→ AIM OF THE TASK:
Return exactly the line that contains "locate tarantula pedipalp" and all lines beneath it in the entries, through the very last one.
# # #
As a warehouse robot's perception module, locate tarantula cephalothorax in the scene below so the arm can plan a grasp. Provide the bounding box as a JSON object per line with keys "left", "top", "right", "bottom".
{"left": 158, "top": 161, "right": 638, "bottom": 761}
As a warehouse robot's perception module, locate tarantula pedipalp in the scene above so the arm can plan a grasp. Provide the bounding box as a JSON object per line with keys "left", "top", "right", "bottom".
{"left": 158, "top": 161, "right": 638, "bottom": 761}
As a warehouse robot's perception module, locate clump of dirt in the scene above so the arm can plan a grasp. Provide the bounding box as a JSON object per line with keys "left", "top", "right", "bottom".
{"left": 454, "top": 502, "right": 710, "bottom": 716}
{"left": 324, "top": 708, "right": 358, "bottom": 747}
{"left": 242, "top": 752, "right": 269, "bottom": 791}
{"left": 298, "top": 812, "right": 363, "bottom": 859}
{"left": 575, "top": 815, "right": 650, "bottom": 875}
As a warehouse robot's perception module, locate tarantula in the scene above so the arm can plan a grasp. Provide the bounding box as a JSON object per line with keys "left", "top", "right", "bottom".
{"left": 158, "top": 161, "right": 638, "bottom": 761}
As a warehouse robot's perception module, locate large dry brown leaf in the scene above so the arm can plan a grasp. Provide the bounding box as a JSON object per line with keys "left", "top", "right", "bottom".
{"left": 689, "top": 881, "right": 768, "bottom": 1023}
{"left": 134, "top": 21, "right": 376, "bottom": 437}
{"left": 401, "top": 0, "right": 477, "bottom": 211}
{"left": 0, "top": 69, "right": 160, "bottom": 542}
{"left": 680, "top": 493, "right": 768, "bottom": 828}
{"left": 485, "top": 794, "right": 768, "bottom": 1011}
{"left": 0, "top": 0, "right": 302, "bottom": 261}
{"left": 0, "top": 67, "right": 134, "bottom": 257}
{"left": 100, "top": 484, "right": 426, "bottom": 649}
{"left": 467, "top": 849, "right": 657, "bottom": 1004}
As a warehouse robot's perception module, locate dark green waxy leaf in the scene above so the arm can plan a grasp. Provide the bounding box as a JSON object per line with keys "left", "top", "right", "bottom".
# # #
→ REPLY:
As a warehouse robot's perception module, locate tarantula pedipalp in the scene above so the arm can plan a grasp. Provide the bounding box as a JSON object per line with keys "left", "top", "right", "bottom".
{"left": 158, "top": 161, "right": 638, "bottom": 761}
As a warehouse robot's perception module, locate clump of dirt in the scene above so the arm can plan a grasp. Provide the bounding box as a JSON object per line with keys "left", "top", "right", "bottom".
{"left": 454, "top": 502, "right": 710, "bottom": 716}
{"left": 324, "top": 708, "right": 358, "bottom": 747}
{"left": 242, "top": 752, "right": 269, "bottom": 791}
{"left": 298, "top": 812, "right": 363, "bottom": 859}
{"left": 575, "top": 815, "right": 650, "bottom": 875}
As a warehouse robot's perception module, locate tarantula in the scene above so the arm can plan a grasp. Provide the bounding box as a JSON object per line with keys "left", "top", "right", "bottom".
{"left": 158, "top": 161, "right": 638, "bottom": 761}
As a warehouse robot's perception module, locate large dry brown leaf in the scene above so the arm can plan a grasp. Provide the bounding box as a JSON object per line with keys "left", "top", "right", "bottom".
{"left": 689, "top": 881, "right": 768, "bottom": 1023}
{"left": 134, "top": 21, "right": 376, "bottom": 437}
{"left": 401, "top": 0, "right": 477, "bottom": 211}
{"left": 0, "top": 69, "right": 160, "bottom": 542}
{"left": 680, "top": 493, "right": 768, "bottom": 828}
{"left": 485, "top": 794, "right": 768, "bottom": 1011}
{"left": 0, "top": 0, "right": 302, "bottom": 261}
{"left": 0, "top": 67, "right": 134, "bottom": 257}
{"left": 100, "top": 484, "right": 426, "bottom": 649}
{"left": 467, "top": 849, "right": 657, "bottom": 1004}
As a warehouse robot's perception module, locate dark green waxy leaf in the scene above so the arm can plan a grasp. Provide the bounding box as a JSON object per line with keys "left", "top", "right", "bottom".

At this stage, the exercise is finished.